-- Provided data --

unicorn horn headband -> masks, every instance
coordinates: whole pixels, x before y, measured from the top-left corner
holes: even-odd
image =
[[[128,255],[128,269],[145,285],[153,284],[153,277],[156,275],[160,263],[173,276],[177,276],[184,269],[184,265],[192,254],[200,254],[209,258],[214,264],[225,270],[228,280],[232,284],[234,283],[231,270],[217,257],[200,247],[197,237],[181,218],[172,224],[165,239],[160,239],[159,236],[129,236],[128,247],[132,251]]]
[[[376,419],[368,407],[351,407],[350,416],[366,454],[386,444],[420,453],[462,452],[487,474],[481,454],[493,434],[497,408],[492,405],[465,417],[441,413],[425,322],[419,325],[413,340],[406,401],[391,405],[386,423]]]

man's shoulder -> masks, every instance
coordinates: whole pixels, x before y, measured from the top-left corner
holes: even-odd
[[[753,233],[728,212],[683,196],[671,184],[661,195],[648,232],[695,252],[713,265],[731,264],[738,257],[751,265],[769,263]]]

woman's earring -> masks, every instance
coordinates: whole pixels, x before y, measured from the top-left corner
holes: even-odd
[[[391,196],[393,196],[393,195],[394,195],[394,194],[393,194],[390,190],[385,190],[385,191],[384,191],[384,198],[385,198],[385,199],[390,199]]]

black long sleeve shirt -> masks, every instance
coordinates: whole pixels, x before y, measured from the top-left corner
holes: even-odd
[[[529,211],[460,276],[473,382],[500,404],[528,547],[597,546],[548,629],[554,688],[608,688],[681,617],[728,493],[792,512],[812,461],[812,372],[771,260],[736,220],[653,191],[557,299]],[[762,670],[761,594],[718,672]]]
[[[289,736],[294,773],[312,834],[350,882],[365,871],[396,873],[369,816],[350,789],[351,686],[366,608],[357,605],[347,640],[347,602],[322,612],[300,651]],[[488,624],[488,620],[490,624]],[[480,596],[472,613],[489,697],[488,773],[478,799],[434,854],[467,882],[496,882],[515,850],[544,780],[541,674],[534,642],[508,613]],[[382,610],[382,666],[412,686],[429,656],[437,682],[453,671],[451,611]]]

-- Problem details --
Once more, write out the records in full, exactly as they appear.

-- Answer for this exercise --
unicorn horn headband -> masks, every instance
coordinates: whole pixels, x before y, measured from the top-left corner
holes: even-odd
image =
[[[128,255],[128,269],[145,285],[153,284],[153,277],[156,275],[160,263],[173,276],[177,276],[184,269],[184,265],[192,254],[200,254],[209,258],[214,264],[225,270],[228,280],[232,284],[234,283],[231,270],[217,257],[200,247],[197,237],[181,218],[172,224],[165,239],[160,239],[159,236],[129,236],[128,247],[132,251]]]
[[[376,419],[368,407],[351,407],[350,416],[366,454],[386,444],[420,453],[462,452],[487,474],[481,454],[493,434],[497,408],[492,405],[465,417],[441,413],[425,322],[419,325],[413,340],[406,401],[391,405],[386,423]]]

man's shoulder -> masks, every instance
coordinates: whole pixels, x before y, measured from the top-left corner
holes: even-odd
[[[753,233],[728,212],[683,196],[671,184],[661,195],[648,232],[695,252],[713,265],[731,264],[738,257],[751,265],[769,263]]]

woman's earring -> masks, every instance
coordinates: whole pixels, x before y, measured from the top-left corner
holes: even-odd
[[[391,196],[393,196],[393,195],[394,195],[394,194],[393,194],[390,190],[385,190],[385,191],[384,191],[384,198],[385,198],[385,199],[390,199]]]

black long sleeve shirt -> masks, every instance
coordinates: whole pixels, x before y, measured from the top-left corner
holes: even-odd
[[[529,211],[460,276],[473,382],[500,404],[528,547],[597,546],[548,629],[554,688],[608,688],[681,617],[728,493],[792,512],[812,461],[812,372],[771,260],[736,220],[653,191],[557,299]],[[762,670],[761,594],[718,672]]]
[[[289,736],[294,773],[312,834],[350,882],[365,871],[396,873],[369,816],[350,789],[351,686],[366,608],[357,605],[347,640],[347,602],[322,612],[300,651]],[[488,624],[488,620],[490,624]],[[480,596],[472,613],[489,697],[488,773],[478,799],[434,854],[467,882],[496,882],[515,850],[544,780],[541,674],[534,642],[508,613]],[[382,610],[382,666],[412,686],[429,656],[437,682],[453,671],[451,611]]]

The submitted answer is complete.